■ **Task details**
Could you set down exactly the lines in the records below between the line holding "negative clicks: (138, 88)" and the line holding "121L154 106L135 102L121", inclusive?

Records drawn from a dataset

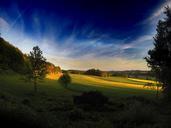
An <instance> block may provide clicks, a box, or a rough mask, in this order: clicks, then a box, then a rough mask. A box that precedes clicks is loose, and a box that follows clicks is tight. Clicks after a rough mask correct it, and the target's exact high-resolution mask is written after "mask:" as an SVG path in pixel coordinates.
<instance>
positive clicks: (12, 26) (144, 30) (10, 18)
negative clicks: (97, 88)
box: [0, 0, 171, 70]
mask: <svg viewBox="0 0 171 128" xmlns="http://www.w3.org/2000/svg"><path fill="white" fill-rule="evenodd" d="M170 4H171V1H170V0H129V1H128V0H113V1H112V0H101V1H99V0H42V1H39V0H34V1H31V0H28V1H24V0H1V1H0V32H1V35H2V37H3V38H5V39H6V40H7V41H9V42H10V43H12V44H13V45H15V46H17V47H18V48H20V49H21V50H22V51H23V52H24V53H29V51H31V49H32V47H33V46H36V45H38V46H39V47H40V48H41V49H42V51H43V53H44V56H45V57H46V58H47V60H48V61H50V62H52V63H54V64H55V65H59V66H61V67H62V68H63V69H82V70H86V69H89V68H100V69H102V70H147V69H148V68H147V64H146V62H145V60H144V59H143V58H144V57H145V56H146V55H147V51H148V50H149V49H151V48H152V47H153V37H154V35H155V33H156V32H155V29H156V24H157V22H158V20H159V19H162V18H163V10H164V6H166V5H170Z"/></svg>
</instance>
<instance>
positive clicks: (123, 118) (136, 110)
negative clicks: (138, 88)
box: [113, 101, 158, 128]
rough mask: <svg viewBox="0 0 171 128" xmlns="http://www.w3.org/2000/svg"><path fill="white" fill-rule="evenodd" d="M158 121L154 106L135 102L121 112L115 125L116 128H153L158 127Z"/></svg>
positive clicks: (118, 114)
mask: <svg viewBox="0 0 171 128" xmlns="http://www.w3.org/2000/svg"><path fill="white" fill-rule="evenodd" d="M157 121H158V119H157V112H156V111H155V110H154V107H153V106H151V105H145V104H143V103H142V102H139V101H135V102H134V103H133V104H130V105H129V106H128V107H127V108H125V109H124V110H123V111H122V112H120V113H119V114H118V116H117V118H116V119H114V122H113V123H114V126H115V127H116V128H121V127H123V128H124V127H132V128H137V127H141V126H143V125H146V126H148V127H149V126H150V127H152V126H154V125H156V123H157Z"/></svg>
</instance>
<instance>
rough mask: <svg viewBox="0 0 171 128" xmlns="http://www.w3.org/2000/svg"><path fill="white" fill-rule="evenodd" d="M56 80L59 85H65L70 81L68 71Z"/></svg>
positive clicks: (67, 85) (69, 78)
mask: <svg viewBox="0 0 171 128" xmlns="http://www.w3.org/2000/svg"><path fill="white" fill-rule="evenodd" d="M58 81H59V83H60V84H61V85H63V86H64V87H67V86H68V84H70V83H71V77H70V75H69V74H68V73H65V74H63V75H62V76H61V77H60V78H59V80H58Z"/></svg>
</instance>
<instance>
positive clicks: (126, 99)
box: [0, 74, 156, 128]
mask: <svg viewBox="0 0 171 128" xmlns="http://www.w3.org/2000/svg"><path fill="white" fill-rule="evenodd" d="M71 77H72V83H71V84H70V85H69V86H68V87H67V88H64V87H63V86H61V85H60V84H59V83H58V81H57V80H54V79H53V80H51V79H45V80H44V81H40V82H39V84H38V93H37V94H34V90H33V84H32V83H29V82H26V81H25V79H23V76H21V75H18V74H1V75H0V81H1V82H0V110H3V111H7V112H8V111H11V113H12V112H13V110H15V111H14V113H15V112H16V110H17V111H21V110H22V112H21V113H24V119H23V120H24V121H25V120H26V119H25V113H30V114H28V115H27V118H31V119H32V118H33V116H32V115H36V117H37V118H38V119H39V120H42V119H45V121H44V120H43V122H44V123H45V122H46V121H47V122H48V123H47V122H46V124H49V125H51V127H52V128H53V127H54V128H55V127H56V126H58V127H61V128H63V127H67V128H70V125H72V126H73V127H76V128H77V127H85V128H86V127H99V128H105V127H106V125H107V126H108V127H109V128H112V127H113V123H112V120H115V116H114V115H117V114H118V112H120V111H123V110H122V109H121V108H120V107H117V106H122V105H123V104H125V105H126V106H125V107H126V108H127V107H129V105H127V104H130V103H131V102H132V98H131V97H135V98H136V97H143V98H145V99H146V100H147V101H148V100H152V101H154V100H155V96H156V90H154V89H148V88H146V87H144V86H143V84H144V83H146V82H147V81H145V82H144V81H143V82H141V81H133V80H129V79H127V78H122V77H96V76H87V75H75V74H71ZM85 91H99V92H102V93H103V94H104V95H105V96H107V97H109V100H110V102H112V104H111V105H108V107H109V108H110V109H111V108H112V109H111V110H110V109H109V110H110V111H104V112H100V113H99V112H96V111H90V112H89V111H87V112H86V111H84V112H83V110H81V109H79V108H77V107H76V106H75V105H74V104H73V96H74V95H80V94H81V93H82V92H85ZM127 98H128V99H130V100H128V99H127ZM133 99H134V98H133ZM140 100H141V98H140ZM146 100H145V101H146ZM133 102H135V101H134V100H133ZM143 102H144V101H143ZM150 102H151V101H150ZM108 107H107V108H108ZM21 108H22V109H21ZM115 109H116V110H117V111H116V110H115ZM124 111H125V110H124ZM14 113H12V114H13V115H15V114H14ZM73 113H74V115H73ZM75 114H76V115H75ZM80 114H81V115H80ZM77 116H78V117H77ZM80 116H81V117H80ZM19 117H20V116H19ZM19 117H18V116H17V118H19ZM41 117H43V118H41ZM21 118H23V115H22V116H21ZM34 119H35V118H34ZM19 120H21V119H20V118H19ZM64 120H65V121H64ZM94 120H95V121H94ZM26 121H27V120H26ZM77 121H78V122H77ZM33 122H34V121H33ZM33 125H35V124H33ZM48 127H49V126H48Z"/></svg>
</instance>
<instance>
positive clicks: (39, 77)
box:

■ **Solution to this problem**
negative clicks: (138, 88)
box: [113, 101, 158, 128]
rough mask: <svg viewBox="0 0 171 128" xmlns="http://www.w3.org/2000/svg"><path fill="white" fill-rule="evenodd" d="M158 121L154 106L135 102L121 112L115 125L116 128H153L158 127Z"/></svg>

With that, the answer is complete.